--- STATED GOAL ---
Edit the entries below by replacing "one dot per instance" with "a single dot for each instance" wherever it appears, keeping everything else the same.
########################################
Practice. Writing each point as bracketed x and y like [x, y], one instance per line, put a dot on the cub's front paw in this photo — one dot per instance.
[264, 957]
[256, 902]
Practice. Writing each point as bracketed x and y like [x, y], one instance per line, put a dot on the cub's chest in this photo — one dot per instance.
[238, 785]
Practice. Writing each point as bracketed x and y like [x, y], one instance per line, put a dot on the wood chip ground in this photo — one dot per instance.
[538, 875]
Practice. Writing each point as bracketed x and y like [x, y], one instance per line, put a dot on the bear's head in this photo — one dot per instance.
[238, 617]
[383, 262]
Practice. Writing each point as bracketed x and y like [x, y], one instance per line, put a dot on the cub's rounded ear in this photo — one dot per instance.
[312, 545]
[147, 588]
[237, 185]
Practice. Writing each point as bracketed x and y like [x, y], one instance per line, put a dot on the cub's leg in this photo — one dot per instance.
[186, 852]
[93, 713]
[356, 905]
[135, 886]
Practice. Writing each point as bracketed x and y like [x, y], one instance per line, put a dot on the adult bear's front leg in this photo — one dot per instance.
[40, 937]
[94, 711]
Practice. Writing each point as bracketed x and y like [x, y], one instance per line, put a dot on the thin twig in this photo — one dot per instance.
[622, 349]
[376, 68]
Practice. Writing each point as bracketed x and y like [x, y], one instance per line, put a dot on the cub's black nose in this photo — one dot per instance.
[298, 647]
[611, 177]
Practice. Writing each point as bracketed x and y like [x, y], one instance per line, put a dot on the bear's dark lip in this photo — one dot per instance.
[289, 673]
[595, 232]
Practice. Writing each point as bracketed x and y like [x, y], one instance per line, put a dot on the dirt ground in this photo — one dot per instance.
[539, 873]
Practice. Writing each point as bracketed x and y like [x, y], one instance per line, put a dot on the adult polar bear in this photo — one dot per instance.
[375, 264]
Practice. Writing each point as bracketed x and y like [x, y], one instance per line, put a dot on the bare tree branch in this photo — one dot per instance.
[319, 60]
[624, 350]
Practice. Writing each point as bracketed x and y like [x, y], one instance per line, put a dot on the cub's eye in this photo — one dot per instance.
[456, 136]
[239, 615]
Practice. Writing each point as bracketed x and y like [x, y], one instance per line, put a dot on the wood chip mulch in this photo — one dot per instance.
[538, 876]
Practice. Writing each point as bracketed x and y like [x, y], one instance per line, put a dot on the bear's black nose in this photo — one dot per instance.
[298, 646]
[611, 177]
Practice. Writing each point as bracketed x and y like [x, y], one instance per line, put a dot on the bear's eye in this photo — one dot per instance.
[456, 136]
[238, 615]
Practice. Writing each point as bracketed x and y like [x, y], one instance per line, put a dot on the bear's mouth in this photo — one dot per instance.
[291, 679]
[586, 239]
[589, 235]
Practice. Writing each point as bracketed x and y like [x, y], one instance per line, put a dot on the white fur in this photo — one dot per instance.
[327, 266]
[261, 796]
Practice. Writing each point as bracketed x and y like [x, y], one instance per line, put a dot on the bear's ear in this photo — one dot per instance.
########################################
--- WRITTEN RESPONSE ---
Practice. Writing each point as bracketed x and y like [x, y], one instance per line, put a dot on the cub's front paw in this photo — a single dot for each instance.
[264, 957]
[256, 902]
Practice. Writing each point as bracketed x and y like [x, y], one instance per line, put a dot on the cub's chest in this photo — a single dot for each instance.
[238, 785]
Practice. Writing each point as bracketed x and y like [x, y], one instance per line, put a dot on the wood chip ground in this photo — a single dot for each instance.
[538, 875]
Practice. Writing each point as bracketed x and y like [x, y], one instance per line, put a dot on the bear's head in this photo — a single dot for each instance.
[238, 617]
[383, 262]
Practice. Writing each point as bracketed x and y like [x, y], one instance per line, put a dot on the cub's rounded ear in this photo — a single dot for each instance.
[312, 545]
[147, 588]
[237, 185]
Practice. Writing each point as bracketed x and y like [x, y], one instance per line, put a dot on the cub's leg in this photo — a single dot for each instance.
[186, 852]
[93, 713]
[356, 905]
[135, 886]
Practice. Writing each point as bracketed x and y like [x, y], one instance per line, put a dot on the adult bear's front leg in this photo — a single dot for each instance.
[40, 937]
[94, 711]
Practice. Writing each point as bracketed x and y like [x, y], one instance per line, put a dot on the thin twig in this photo — a single dot for each instance.
[622, 349]
[376, 68]
Practice. Writing each point as bracketed x and y like [x, y], one instance per line, put a dot on the cub's black nose in this photo — a single dot for each instance.
[298, 647]
[611, 177]
Practice. Writing each point as bracketed x and y like [x, y], one instance per line, put a dot on the bear's dark lip in this photo — a single dot for each instance.
[289, 673]
[595, 232]
Practice. Writing each point as bracketed x and y like [x, y], one instance per line, put a dot on the dirt ground in this photo — a single dot for each instance.
[539, 873]
Practice. Writing each point as bracketed x and y like [x, y], one instance per line, put a dot on the adult polar bear in this photo — a single dot for each instance.
[375, 264]
Practice. Writing each point as bracketed x and y like [x, y], one instance per line, put a dot on the bare tree branch in this photo — a single dot for each instance.
[319, 60]
[624, 350]
Practice. Writing each point as bracketed x and y like [x, y], one instance per line, put a dot on the cub's eye in this photo — a single dot for each instance.
[456, 136]
[239, 615]
Practice. Writing each point as bracketed x and y like [x, y], one instance per line, put a dot on the wood chip mulch in this photo — a single dot for each instance.
[538, 876]
Practice. Writing each point as bracketed x and y like [x, y], one instance per line, put a dot on the bear's black nose in this photo — a single dot for each instance.
[298, 646]
[611, 177]
Practice. Writing each point as bracketed x and y like [x, y], one instance per line, put a dot on the bear's eye in this photo — a single dot for each instance.
[456, 136]
[238, 615]
Practice. Writing each point as bracketed x and y like [x, y], one instance per line, put a dot on the bear's mouth in this photo — a single dot for each instance.
[291, 679]
[586, 239]
[589, 235]
Practice. Writing each point as bracketed x and y like [x, y], one instance per line, put a dot on the white fur in this photo — a single dot for each instance.
[327, 266]
[261, 796]
Practice. Writing each point as bracketed x and y like [x, y], one instance per line, put a dot on the bear's ear in this photo — a single dot for each instance.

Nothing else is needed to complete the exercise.